▶ _GIVEN TEXT_

Astana Platform was created after several meetings in Astana between members of the Syrian opposition forces. The platform is headed by the Syrian politician Randa Kassis.

Timeline
 9 April 2015: At a press conference during the Syria talks in Moscow, Kassis called on the Kazakh President Nursultan Nazarbayev to host the Syrian opposition for a new round of negotiations due to Kazakhstan's neutrality and good relations with the permanent members of the UN Security Council.
 21 April 2015: Nazarbayev accepts to host the new round of negotiations between the Syrian opposition forces.
 1 May 2015: Kazakh Foreign Minister Erlan Idrisov and Kassis set up a political platform to assemble Syrian opposition members in the Kazakh capital Astana, which will later be known as the "Astana Platform".
 25–27 May 2015: First round of negotiations mediated by Idrisov.
28 May 2015: Opposition forces issue a joint statement calling for a gradual political transition of power, the withdrawal of all foreign insurgents involved in the conflict, and the release of all political prisoners. They also requested that Kazakhstan agree to host them again for a second round of negotiations.
 17–18 September 2015: Center of Political and Foreign Affairs (CPFA), headed by Fabien Baussart, organises a conference entitled " Kazakhstan Peace Talks " with the Kazakh government in Astana. The conference participants were multiple Nobel Peace Prize Laureates and other renowned politicians, Kazakh politicians including President Nazarbayev, Fabien Baussart and Randa Kassis. During the conference, Kassis asked Nazarbayev to host a second round of negotiations in October, which he accepted.
 2–4 October 2015: Second round of negotiations between Syrian opposition forces headed by the Secretary of State of Kazakhstan Gulshar Abdeskalkova and mediated by Baussart and the deputy Foreign Minister of Kazakhstan Askar Mussinov.
5 October 2015: The participants of the second round of negotiations release a joint statement calling for a reform of the Syrian constitution and the electoral process.
18 November 2015: The Special Envoy of the President of the Russian Federation and Deputy Foreign Minister Mikhail Bogdanov met with Randa Kassis, the head of the Astana platform. Two parties exchanged views on developments in the situation in Syria. They discussed ways to intensify efforts to launch the political process based on the Geneva Declaration for the process of settling the Syrian crisis on 30 June 2012.
 18 February 2016: The Secretary-General of the League of Arab States, Nabil El-Arabi, met with Randa Kassis, President of the Pluralistic Society Movement and Astana platform, in his office in Cairo. they discussed the process of seeking a political solution.

▶ _MATERIAL SUPPLIED_
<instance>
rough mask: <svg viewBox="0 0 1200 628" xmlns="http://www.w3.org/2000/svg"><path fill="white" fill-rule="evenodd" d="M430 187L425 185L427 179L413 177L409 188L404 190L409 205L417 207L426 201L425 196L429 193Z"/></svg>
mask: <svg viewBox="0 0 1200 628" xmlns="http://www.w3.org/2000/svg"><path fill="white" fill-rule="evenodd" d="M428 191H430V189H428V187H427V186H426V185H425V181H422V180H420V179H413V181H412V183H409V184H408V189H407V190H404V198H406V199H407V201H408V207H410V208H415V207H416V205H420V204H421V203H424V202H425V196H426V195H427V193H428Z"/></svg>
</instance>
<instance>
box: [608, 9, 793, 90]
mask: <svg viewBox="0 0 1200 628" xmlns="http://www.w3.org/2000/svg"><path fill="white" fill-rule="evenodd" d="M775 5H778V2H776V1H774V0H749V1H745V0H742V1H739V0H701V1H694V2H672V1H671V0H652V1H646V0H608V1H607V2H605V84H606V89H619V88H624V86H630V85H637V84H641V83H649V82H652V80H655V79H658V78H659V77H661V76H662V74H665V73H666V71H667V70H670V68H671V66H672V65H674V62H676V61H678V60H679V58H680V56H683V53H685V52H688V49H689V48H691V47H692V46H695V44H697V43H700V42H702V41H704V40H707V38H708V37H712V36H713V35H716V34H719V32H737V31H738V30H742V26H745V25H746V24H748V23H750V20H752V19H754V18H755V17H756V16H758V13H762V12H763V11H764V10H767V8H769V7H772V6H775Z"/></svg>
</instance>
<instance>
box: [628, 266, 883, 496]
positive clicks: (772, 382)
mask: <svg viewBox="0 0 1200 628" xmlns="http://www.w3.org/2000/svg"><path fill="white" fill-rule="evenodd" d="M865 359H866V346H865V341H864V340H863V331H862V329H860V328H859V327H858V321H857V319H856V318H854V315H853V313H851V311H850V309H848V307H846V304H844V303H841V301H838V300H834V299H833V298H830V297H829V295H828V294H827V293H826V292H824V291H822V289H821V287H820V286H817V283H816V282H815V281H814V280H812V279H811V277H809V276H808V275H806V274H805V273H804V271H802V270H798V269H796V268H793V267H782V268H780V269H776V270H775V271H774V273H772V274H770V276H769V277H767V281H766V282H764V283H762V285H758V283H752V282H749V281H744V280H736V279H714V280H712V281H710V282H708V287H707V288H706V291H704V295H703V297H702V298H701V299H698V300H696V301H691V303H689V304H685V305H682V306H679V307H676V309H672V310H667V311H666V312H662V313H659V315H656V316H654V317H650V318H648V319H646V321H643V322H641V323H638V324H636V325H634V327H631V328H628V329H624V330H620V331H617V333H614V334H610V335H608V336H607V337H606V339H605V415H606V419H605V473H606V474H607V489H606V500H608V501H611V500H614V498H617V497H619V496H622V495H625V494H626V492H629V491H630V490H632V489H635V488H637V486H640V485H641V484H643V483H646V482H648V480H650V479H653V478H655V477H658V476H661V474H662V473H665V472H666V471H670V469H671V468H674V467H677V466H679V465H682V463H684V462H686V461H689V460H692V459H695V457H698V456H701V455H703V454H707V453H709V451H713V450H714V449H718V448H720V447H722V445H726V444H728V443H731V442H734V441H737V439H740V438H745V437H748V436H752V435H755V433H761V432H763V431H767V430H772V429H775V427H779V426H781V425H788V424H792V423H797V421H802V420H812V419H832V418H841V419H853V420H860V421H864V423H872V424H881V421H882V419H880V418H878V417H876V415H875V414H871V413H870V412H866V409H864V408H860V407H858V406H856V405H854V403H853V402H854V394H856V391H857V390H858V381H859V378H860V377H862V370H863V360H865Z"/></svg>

▶ _WHAT NEEDS TO BE DONE_
Continue the Astana Platform timeline, starting after its final entry.

▶ _EXERCISE ANSWER_
 10 March 2016: Russian Foreign Minister Sergey Lavrov met with Randa Kassisin Moscow. The meeting allowed the two sides to exchange opinions on the ongoing negotiations between the Opposition and the Syrian regim in Geneva under the aegis of the UN.
25 April 2016: Randa Kassis met with Mr. Gennadi Gatilov, Deputy Minister of Foreign Affairs of the Russian Federation in Geneva. Both sides exchanged opinions on the course and prospects of the intra-Syrian negotiating.
25 November 2016: The President of Astana platform met with Donald Trump Jr. in Paris to discussed the situation in Syria
 15 February 2017: Astana platform leader Randa Kassis met with Kazakh Foreign Minister Kirat Abdurahmanov in the Kazakh capital, Astana to discuss the latest developments related to Astana negotiations and ways to enhance efforts to find a solution to the Syrian crisis.
 25-26 March 2017:  the Astana political platform invited numerous Syrian academics, constitutionalists and political figures in order to start drafting a new constitution for Syria.25 April 2017: Randa Kassis, the leader of the Astana platform, met with Russian Deputy Foreign Minister Gennadi Gatilov at the Russian mission headquarters in Geneva, Switzerland. Both parties had an engaged discussion of the developments in Syria.
 10-13 July 2017: The draft of the Syrian was completed with the help of many Syrian constitutionalists, the French constitutionalist Xavier Latour and with the presence of the former Italian Foreign Minister Giulio Terzi and the former Foreign Affairs of Turkey Yasar Yakis.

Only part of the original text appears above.